START Source

In responding to the Commission's request, we take the latter view of what the agency intends in its efforts to risk inform the regulations.

In this respect, we identify a number of conditions that we believe hinder the progress of risk informing the regulations and implementing the changes for operating reactors. We have placed these "impediments" in two separate categories,"cultural/institutional" and "technical."

The cultural/institutional impediments are characterized as being related to attitudes, impressions, institutional or organizational barriers, processes, resource limits and similar such attributes. An important cultural/institutional impediment is the perception by licensees that they will need to expend substantial resources to update their PRAs to an acceptable level, provide additional staffing and resources to utilize and maintain the PRAs, and still have to comply with the current deterministic regulations. They fear that risk considerations will be add-ons to the existing regulatory system that will impose additional burdens.

There are many more cultural/institutional impediments than there are technical ones. We have chosen not to focus on the cultural/institutional impediments because it is our view that, as we risk inform the regulations in a technically defensible manner and consistently apply these regulations, most of the cultural/institutional impediments will fade away naturally with time. On the other hand, the technical impediments will not go away by themselves but will require significant effort and research for resolution.

END Source
START Stored data

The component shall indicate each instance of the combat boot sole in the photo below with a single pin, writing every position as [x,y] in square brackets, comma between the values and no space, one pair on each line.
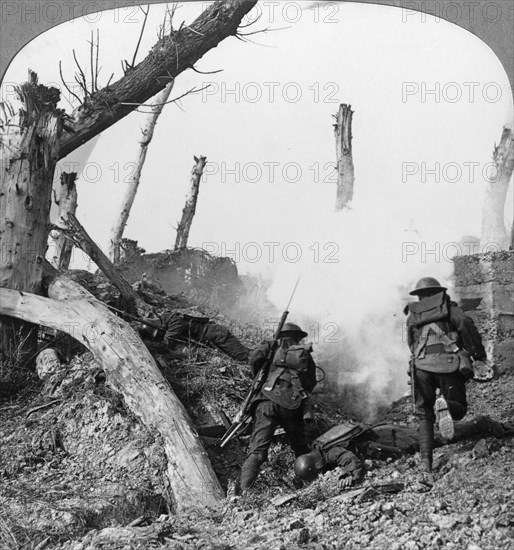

END Stored data

▸ **What you will do**:
[1] Translate this sentence from the passage on risk-informed regulation into Spanish: "There are many more cultural/institutional impediments than there are technical ones."
[2] According to the passage on risk-informed regulation, into which two categories are the impediments placed?

▸ **Answers to the exercise**:
[1] Hay muchos más impedimentos culturales/institucionales que técnicos.

[2] Cultural/institutional and technical.